→ **Da svolgere**
a - Rispondi a queste domande sul brano dedicato a Burning, una risposta per riga, segnandola come la domanda:
(i) Con chi si tiene in contatto Ben al telefono?
(ii) Quale attore interpreta Ben?
(iii) In quale film Bong Joon-ho ha parlato a lungo del legame tra cinema coreano e cinema americano?
b - Prosegui il brano dedicato a Burning partendo dopo la sua ultima frase.

Se l’invidia di Jong-su verso Ben è alimentata e importante, non è un caso che si palesi anche sul piano delle rispettive famiglie. Le capacità relazionali di Ben, pur potendo essere totalmente frutto di abilità di affabile mascheramento, danno sempre occasione di confronti per Jong-su: il protagonista infatti è non meno solo di Hae-mi, una solitudine coltivata nella trascuratezza, mentre l’estremo ordine di Ben non è soltanto negli spazi domestici, ma è anche nella capacità di avere una rete di relazioni senza evidenti sforzi. La sua pare davvero una vita, in sintesi, ben presentabile e ordinata. Jong-su spia Ben e guarda da lontano i suoi incontri familiari, cordiali, amichevoli: si mantiene in contatto con la madre al telefono, mentre Hae-mi e Jong-su non hanno ormai contatti significativi con i genitori.
La capacità di avere una rete di relazioni si estende anche a riferimenti politici. Ben non è chiaramente un nome coreano, ma americano. Lee Chang-dong aggiunge un livello meta-cinematografico: mentre l’attore di Jong-su (Yoo Ah-in) è una star perlopiù nazionale, non troppo conosciuto (ancora) al di fuori almeno prima di Burning, Steven Yeun, l’attore di Ben, si è fatto una carriera proprio nel cinema occidentale e perlopiù americano. Rappresenta dunque il legame del cinema coreano con quello americano, il successo crescente del primo per via dell’integrazione dei canoni del secondo, della sua capacità di perdere qualcosa della propria identità nazionale per diventare affabilmente internazionale. È un tema sentito molto, ad esempio, dal regista Bong Joon-ho, che ne ha parlato diffusamente nel monster-movie The Host.

→ **Dati salvati**
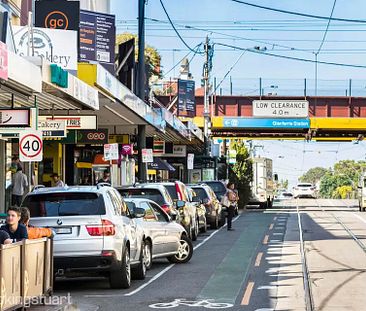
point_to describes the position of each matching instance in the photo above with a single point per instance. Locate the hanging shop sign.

→ **Le risposte**
a -
(i) Con la madre.
(ii) Steven Yeun.
(iii) In The Host.

b -
La prima apparizione di Ben è proprio in aeroporto, di ritorno dall’estero. Così la contrapposizione tra i due personaggi e tra la campagna e città si arricchisce anche con il tema geografico, considerando che la metropoli è spesso il cuore degli affari di un Paese, mentre la campagna è associata al persistere di un carattere più remoto, di tradizioni locali. È in campagna che i tre ragazzi sentono, ad un certo punto, delle frequenze radio di propaganda nord-coreana, visto che la casa di Jong-su è proprio al confine con la Corea del Nord, un paese notoriamente isolazionista. E se Ben è l’invasore degli spazi di Jong-su, potrebbe essere interessante far presente il concetto tutto coreano di han: è una parola con cui si indica l’intensa emozione generata dalla memoria collettiva della secolare storia di invasioni e occupazioni straniere della Corea.
Com’è stato detto anche da altri, la forza di Burning sta nel contenere così tante strade interpretative e allo stesso tempo godere della sospensione di ogni cosa con estrema eleganza.